Where in the data does the word "green" appear? Find those lines and copy them.
+ + +
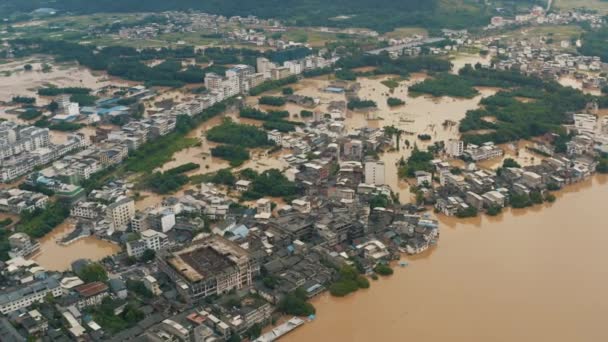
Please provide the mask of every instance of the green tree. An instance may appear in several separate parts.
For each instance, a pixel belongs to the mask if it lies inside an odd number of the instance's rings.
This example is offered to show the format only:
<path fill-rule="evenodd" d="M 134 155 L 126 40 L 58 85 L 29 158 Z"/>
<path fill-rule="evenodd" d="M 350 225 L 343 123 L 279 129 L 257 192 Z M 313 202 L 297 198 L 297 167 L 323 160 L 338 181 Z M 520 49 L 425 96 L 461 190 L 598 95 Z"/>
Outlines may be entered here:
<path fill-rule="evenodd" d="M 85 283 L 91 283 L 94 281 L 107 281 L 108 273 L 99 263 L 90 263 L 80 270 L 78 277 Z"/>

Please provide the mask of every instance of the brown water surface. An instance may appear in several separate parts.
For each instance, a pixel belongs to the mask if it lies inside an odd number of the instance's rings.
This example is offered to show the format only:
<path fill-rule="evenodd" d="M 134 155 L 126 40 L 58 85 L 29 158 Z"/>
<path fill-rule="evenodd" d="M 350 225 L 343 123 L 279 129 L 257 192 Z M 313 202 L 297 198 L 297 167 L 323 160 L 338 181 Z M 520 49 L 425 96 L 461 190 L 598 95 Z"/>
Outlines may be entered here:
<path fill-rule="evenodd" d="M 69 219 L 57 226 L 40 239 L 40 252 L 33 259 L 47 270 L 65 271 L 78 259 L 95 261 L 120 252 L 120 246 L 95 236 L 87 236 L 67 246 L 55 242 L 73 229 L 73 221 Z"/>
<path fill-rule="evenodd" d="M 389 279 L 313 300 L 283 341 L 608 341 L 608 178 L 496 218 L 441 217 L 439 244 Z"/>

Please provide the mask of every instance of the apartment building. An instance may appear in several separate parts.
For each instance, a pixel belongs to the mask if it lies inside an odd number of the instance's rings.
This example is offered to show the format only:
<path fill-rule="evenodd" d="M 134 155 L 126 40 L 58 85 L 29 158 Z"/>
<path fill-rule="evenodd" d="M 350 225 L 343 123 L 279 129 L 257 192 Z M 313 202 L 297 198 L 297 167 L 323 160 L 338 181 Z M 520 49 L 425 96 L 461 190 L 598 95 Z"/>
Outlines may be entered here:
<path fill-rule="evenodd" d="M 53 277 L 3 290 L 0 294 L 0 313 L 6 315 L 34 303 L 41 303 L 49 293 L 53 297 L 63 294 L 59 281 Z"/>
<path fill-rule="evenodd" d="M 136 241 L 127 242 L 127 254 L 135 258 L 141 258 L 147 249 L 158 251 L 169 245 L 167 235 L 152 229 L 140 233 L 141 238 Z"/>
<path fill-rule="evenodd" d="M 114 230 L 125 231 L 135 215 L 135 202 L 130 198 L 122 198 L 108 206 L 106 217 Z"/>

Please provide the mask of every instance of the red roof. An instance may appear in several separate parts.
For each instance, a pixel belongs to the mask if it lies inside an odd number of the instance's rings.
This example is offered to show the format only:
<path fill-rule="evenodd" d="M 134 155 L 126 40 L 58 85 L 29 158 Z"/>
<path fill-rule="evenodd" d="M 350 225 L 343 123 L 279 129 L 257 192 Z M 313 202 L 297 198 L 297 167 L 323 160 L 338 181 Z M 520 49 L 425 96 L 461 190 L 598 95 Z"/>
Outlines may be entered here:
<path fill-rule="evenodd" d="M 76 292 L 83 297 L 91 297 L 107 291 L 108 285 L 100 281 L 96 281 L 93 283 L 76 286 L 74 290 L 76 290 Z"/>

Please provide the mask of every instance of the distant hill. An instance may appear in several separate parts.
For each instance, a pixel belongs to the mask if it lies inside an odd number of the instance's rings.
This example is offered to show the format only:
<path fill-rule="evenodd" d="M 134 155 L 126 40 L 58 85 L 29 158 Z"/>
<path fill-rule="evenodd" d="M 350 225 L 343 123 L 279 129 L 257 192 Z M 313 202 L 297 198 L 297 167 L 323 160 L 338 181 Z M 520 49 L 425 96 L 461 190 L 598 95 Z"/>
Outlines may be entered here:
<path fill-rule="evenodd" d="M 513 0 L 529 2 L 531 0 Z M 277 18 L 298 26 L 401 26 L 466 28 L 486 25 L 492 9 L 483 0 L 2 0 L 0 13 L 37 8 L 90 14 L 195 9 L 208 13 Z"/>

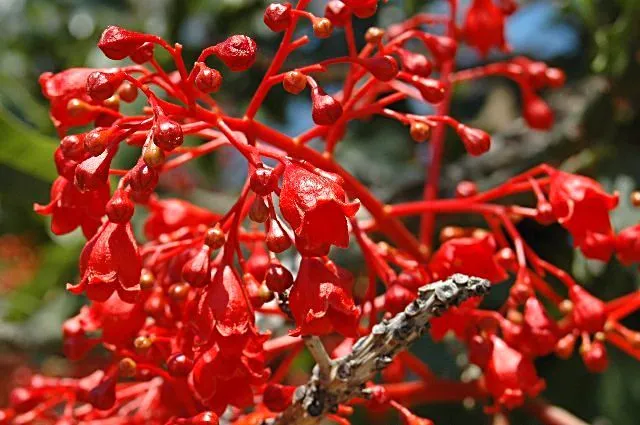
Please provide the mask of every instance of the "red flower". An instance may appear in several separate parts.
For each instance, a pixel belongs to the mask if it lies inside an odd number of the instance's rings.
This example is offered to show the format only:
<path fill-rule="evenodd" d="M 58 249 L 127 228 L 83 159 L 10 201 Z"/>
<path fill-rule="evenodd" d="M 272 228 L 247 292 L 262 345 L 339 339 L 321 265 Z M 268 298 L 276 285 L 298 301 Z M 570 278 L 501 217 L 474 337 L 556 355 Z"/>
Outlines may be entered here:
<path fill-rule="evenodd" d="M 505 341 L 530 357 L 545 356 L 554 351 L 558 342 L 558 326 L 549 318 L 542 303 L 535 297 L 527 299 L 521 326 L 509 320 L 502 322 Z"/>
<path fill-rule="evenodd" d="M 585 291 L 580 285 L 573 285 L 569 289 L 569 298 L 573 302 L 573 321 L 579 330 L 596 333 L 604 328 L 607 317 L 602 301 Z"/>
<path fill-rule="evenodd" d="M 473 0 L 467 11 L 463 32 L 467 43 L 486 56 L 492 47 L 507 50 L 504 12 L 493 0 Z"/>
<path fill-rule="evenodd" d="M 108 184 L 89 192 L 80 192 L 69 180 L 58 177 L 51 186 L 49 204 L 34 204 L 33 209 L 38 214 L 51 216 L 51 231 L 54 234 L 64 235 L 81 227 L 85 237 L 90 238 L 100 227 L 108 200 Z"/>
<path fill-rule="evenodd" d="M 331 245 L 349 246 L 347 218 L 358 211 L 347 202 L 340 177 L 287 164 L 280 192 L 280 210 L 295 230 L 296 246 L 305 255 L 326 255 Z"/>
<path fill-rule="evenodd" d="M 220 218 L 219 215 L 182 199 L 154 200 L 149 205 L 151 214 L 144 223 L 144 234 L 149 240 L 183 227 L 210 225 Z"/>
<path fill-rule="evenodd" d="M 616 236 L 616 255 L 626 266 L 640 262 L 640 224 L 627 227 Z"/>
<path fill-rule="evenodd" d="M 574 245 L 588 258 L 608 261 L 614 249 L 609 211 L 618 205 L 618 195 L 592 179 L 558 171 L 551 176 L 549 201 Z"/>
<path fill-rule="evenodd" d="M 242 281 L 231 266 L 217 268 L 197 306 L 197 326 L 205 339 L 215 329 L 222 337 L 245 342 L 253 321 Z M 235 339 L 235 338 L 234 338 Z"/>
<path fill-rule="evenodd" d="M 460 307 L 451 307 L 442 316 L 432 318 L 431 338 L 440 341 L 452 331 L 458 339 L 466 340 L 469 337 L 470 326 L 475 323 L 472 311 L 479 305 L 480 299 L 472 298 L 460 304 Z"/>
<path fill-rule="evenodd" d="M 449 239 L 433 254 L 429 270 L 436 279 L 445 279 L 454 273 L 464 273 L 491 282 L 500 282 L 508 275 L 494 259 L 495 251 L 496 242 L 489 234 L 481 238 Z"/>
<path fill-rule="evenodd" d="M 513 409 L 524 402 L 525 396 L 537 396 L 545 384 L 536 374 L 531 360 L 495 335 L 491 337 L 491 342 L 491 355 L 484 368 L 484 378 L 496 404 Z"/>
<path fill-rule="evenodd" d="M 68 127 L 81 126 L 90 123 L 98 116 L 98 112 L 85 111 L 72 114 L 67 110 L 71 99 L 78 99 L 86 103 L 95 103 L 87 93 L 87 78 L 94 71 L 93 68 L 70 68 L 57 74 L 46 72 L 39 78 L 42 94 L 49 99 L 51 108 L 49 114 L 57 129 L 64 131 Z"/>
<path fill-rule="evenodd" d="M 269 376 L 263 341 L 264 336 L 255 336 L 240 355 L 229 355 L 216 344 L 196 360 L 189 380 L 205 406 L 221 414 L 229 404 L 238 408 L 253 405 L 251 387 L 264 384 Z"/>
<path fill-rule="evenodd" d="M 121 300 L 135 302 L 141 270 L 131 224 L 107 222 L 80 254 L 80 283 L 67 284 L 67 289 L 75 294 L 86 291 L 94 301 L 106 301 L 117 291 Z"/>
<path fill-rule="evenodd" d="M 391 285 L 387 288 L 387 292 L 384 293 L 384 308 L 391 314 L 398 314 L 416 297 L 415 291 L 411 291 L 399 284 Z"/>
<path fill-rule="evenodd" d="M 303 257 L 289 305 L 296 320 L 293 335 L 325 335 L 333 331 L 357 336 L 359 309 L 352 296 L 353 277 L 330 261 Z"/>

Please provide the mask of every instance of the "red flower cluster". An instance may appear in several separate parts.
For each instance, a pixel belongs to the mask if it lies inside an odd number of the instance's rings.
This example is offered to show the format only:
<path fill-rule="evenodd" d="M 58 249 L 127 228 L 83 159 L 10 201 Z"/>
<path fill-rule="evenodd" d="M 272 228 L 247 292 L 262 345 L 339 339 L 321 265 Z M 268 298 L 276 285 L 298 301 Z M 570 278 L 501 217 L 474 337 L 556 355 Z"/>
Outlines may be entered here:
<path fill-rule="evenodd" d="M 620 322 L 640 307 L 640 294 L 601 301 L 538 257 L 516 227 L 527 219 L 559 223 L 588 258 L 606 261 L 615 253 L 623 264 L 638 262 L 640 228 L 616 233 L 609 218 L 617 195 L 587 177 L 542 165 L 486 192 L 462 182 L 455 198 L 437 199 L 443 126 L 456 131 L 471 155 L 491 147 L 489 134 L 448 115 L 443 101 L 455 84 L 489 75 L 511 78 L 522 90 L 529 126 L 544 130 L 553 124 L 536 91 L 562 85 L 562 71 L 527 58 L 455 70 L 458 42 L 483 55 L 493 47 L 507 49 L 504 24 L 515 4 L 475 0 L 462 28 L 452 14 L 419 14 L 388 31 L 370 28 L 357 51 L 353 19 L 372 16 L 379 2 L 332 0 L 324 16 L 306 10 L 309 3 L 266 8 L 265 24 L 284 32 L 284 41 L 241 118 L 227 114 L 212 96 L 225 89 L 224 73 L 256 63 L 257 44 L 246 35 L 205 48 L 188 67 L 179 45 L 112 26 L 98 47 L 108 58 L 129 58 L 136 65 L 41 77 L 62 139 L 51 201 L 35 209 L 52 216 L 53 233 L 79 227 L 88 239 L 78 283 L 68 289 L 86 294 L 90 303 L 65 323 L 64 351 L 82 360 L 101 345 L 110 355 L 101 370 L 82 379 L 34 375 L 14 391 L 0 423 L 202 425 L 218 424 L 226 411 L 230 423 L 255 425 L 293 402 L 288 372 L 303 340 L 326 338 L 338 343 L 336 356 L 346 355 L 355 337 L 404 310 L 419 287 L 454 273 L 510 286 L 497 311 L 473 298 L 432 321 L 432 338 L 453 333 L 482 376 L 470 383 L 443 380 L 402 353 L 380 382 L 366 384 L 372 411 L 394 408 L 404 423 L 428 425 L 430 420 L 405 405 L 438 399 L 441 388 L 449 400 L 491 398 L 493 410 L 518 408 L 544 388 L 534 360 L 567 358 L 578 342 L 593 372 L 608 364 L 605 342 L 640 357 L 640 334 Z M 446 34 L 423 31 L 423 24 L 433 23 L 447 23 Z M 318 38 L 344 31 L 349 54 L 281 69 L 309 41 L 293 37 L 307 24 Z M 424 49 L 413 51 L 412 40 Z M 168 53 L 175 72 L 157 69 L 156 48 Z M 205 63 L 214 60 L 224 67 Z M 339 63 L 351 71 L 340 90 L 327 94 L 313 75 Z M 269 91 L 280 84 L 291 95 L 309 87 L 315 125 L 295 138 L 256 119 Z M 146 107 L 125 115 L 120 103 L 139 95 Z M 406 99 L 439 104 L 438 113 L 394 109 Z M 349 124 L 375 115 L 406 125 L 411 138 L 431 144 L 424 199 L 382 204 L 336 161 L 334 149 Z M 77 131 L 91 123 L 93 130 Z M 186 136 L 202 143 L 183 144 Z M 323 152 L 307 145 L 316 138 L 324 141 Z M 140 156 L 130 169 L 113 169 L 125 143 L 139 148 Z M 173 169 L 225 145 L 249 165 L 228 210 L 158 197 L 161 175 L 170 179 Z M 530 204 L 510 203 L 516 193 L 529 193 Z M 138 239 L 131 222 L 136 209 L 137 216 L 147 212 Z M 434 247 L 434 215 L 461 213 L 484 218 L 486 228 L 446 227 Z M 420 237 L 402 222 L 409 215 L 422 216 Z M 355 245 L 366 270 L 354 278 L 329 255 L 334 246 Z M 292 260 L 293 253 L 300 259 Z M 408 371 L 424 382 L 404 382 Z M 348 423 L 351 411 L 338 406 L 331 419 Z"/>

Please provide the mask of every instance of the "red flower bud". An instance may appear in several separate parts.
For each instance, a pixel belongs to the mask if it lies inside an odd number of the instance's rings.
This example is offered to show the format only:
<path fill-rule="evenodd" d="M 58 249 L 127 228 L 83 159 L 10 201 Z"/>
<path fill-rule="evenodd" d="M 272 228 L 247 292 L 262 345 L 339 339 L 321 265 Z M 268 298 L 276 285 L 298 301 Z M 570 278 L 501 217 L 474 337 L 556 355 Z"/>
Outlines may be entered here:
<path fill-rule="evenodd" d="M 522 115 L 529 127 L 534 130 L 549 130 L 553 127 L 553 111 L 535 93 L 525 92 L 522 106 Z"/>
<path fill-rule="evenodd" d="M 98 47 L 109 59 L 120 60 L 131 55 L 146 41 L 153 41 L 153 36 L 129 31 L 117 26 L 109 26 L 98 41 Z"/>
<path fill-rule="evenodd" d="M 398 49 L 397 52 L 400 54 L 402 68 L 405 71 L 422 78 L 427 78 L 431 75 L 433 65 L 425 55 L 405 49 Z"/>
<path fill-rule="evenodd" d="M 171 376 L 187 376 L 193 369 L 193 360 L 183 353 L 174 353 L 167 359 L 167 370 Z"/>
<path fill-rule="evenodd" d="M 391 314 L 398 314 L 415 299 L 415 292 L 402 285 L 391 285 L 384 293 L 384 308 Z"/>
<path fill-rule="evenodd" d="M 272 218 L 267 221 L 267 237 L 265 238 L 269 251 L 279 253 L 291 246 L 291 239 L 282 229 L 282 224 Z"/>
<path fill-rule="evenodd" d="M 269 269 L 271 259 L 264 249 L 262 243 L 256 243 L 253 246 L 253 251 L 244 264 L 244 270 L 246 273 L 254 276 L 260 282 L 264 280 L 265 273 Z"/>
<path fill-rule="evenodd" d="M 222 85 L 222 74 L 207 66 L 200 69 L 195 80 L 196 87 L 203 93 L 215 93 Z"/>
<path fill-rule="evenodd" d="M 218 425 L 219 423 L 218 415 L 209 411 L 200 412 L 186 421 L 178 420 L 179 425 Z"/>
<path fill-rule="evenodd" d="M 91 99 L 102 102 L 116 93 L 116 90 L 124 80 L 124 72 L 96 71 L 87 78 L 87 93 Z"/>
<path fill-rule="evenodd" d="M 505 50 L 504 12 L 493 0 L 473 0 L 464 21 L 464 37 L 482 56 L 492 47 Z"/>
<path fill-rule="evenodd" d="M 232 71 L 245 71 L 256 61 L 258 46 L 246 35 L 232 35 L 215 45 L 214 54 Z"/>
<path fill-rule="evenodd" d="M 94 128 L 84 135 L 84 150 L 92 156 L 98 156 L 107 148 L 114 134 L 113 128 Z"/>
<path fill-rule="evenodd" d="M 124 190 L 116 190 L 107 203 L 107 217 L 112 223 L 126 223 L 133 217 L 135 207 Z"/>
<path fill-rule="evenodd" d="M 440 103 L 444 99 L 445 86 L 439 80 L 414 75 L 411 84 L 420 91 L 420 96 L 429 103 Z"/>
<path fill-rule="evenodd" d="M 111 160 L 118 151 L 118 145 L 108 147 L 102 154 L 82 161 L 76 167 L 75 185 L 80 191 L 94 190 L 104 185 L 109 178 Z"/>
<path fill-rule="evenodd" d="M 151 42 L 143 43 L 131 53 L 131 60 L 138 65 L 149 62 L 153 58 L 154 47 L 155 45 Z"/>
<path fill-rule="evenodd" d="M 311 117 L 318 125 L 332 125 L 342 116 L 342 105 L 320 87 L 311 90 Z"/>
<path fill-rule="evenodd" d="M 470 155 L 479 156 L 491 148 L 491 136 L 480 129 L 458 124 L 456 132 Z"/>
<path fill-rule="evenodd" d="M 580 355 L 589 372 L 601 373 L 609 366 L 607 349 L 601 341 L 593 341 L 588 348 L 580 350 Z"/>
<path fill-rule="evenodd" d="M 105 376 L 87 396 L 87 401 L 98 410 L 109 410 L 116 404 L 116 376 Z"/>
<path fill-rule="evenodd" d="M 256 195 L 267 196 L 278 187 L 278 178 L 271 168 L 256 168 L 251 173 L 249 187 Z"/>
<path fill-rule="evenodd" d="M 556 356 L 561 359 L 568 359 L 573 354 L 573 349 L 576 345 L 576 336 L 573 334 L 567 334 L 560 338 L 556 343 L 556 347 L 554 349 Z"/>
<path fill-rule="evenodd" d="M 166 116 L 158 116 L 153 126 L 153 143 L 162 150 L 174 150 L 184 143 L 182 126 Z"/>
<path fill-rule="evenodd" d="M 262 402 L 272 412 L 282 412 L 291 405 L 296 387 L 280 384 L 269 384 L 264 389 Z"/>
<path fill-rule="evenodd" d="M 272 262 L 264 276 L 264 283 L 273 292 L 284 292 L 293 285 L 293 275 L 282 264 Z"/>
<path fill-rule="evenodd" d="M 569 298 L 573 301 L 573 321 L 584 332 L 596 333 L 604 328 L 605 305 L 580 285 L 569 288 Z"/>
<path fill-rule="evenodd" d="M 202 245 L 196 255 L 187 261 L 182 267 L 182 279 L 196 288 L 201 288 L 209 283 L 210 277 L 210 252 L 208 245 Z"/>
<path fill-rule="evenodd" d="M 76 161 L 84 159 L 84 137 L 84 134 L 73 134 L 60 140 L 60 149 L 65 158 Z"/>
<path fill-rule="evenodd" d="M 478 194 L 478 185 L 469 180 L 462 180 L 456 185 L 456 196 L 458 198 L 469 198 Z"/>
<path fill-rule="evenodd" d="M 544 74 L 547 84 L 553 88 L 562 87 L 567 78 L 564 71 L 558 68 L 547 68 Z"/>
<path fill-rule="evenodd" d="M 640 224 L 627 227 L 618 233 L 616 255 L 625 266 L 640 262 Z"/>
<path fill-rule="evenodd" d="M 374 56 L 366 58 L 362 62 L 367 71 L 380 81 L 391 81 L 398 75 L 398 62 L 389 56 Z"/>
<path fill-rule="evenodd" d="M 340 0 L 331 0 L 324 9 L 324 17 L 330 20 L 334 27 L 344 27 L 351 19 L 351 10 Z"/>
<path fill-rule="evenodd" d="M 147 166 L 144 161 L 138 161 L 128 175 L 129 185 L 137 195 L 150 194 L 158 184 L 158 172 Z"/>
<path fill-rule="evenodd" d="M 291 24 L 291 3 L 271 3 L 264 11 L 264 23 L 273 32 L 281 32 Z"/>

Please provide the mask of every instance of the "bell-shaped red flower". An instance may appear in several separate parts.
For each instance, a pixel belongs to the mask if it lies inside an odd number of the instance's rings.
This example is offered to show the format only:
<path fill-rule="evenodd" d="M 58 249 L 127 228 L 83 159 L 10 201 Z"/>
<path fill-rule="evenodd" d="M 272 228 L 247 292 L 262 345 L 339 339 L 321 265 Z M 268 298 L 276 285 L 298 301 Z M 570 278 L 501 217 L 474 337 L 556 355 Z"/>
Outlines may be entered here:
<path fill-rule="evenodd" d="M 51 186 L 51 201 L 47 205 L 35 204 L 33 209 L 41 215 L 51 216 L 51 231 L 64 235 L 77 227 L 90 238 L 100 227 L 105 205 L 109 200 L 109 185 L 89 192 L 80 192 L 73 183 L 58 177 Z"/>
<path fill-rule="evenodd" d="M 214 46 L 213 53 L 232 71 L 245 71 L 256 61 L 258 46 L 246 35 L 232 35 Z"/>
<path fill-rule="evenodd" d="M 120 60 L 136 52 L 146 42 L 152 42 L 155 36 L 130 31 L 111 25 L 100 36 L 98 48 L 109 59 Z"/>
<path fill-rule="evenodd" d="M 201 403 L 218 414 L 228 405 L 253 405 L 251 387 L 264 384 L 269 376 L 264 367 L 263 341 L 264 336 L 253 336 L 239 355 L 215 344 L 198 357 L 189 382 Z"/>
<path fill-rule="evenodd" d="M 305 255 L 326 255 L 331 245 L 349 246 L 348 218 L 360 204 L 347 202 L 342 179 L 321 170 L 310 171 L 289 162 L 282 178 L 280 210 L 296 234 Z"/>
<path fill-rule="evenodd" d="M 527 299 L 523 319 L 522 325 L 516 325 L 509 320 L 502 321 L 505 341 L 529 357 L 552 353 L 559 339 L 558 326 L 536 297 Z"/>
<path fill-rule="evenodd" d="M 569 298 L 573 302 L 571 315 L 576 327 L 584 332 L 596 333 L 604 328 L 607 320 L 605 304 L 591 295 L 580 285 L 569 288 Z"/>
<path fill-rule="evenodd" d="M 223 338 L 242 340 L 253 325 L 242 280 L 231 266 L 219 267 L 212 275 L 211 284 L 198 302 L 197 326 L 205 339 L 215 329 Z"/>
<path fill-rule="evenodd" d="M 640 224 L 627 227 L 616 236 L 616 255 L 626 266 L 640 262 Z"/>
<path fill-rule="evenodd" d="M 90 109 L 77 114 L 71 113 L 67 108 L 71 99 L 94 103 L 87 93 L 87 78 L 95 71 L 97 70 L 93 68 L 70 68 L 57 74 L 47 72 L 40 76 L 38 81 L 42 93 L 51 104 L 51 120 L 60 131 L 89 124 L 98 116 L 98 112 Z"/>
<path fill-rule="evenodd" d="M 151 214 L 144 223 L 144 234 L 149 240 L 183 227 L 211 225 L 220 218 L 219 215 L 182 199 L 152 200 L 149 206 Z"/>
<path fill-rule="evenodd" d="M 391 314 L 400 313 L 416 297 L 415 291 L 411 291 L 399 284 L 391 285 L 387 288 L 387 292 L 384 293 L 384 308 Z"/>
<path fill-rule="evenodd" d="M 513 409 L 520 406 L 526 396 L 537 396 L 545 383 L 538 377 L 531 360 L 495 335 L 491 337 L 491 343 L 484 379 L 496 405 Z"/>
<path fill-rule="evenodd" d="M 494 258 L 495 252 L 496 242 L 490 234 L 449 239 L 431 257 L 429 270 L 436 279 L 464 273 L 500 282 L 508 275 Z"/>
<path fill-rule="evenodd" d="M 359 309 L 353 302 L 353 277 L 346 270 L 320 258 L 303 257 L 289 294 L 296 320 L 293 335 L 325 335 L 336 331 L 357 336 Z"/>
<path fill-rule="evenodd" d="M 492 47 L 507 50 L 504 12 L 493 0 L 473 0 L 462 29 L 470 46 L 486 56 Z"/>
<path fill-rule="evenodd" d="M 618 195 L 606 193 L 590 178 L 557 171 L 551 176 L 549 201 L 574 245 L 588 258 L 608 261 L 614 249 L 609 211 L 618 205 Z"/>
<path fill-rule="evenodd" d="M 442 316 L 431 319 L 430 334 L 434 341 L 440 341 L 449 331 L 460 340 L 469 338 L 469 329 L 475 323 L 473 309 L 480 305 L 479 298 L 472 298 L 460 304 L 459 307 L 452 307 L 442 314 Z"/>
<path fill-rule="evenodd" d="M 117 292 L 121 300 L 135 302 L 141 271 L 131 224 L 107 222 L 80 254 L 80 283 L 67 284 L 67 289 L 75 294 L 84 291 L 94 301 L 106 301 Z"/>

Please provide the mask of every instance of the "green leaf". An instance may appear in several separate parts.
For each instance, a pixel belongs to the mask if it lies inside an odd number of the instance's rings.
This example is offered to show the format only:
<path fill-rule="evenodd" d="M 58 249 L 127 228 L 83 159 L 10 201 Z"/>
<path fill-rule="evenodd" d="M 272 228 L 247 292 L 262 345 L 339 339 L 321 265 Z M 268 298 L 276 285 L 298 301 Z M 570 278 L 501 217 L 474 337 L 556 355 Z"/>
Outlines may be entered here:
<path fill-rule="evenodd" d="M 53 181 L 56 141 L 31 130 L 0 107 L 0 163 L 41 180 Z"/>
+ + +
**Written reply:**
Please provide the mask of every instance of the green tree. An instance may appear in several separate parts.
Please provide the mask of every instance of the "green leaf". An instance may appear in several separate parts.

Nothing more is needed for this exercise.